WHAT YOU ARE ASKED TO DO — Rewrite the part of the items that opens with the line containing "Where can the man on" and runs through the end of the items, keeping every request line in place. Raise each coordinate value in the answers by 35.

Coordinate annotation items —
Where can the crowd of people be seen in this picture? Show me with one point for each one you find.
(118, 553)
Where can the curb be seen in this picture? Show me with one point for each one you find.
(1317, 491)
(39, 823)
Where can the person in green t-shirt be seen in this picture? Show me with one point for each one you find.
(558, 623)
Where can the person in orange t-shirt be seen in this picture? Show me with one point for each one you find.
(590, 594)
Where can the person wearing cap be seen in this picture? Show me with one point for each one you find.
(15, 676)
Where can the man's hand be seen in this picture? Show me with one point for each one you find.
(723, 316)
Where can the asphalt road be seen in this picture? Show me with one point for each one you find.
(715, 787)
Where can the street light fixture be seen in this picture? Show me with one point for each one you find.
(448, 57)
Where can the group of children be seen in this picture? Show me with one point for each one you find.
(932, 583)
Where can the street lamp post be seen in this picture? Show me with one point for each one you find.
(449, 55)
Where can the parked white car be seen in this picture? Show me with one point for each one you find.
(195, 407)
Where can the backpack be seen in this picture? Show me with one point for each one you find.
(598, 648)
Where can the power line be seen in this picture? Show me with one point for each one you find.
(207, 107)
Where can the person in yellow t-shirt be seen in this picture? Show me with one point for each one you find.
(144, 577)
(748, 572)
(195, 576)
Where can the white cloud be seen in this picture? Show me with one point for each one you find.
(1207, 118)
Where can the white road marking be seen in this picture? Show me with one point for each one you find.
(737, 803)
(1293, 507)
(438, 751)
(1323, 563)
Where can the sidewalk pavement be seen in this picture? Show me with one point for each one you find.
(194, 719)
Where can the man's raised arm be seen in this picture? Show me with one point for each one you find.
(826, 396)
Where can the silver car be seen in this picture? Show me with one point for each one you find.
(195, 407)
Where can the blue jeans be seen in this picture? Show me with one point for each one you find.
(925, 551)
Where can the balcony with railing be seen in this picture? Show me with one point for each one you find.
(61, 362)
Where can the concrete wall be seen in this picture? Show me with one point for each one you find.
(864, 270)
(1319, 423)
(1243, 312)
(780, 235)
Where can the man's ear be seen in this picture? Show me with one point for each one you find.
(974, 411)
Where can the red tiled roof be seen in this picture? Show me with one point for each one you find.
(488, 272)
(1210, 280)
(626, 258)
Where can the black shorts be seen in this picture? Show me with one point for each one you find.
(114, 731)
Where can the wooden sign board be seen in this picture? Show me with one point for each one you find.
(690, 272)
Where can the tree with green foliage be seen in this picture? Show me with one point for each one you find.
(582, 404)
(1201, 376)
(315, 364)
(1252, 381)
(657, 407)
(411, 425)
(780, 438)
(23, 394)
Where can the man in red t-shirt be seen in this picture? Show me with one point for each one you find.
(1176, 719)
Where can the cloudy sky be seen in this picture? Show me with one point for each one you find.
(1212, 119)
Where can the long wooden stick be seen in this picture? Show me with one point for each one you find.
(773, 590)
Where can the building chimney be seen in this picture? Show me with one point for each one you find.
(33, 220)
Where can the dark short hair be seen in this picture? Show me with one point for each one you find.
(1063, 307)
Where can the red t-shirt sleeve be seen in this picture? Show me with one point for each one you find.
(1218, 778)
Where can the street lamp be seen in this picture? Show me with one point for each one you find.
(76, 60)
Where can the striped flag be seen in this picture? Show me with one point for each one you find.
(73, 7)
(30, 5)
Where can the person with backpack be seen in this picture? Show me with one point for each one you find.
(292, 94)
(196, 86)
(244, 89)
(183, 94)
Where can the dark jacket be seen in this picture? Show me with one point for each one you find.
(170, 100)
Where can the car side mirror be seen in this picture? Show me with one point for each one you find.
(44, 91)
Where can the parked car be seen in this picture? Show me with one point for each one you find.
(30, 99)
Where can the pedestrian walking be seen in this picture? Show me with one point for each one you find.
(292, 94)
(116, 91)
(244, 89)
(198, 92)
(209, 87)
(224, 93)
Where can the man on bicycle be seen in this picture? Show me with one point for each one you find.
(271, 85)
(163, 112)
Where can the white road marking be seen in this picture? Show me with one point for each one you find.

RESULT OF THIS TASK —
Where can the man on bicycle be seen in this picture? Show me with one point for each one you find.
(306, 120)
(198, 147)
Where can the white road marking be seen in this picture? Show me with one point for each one you find.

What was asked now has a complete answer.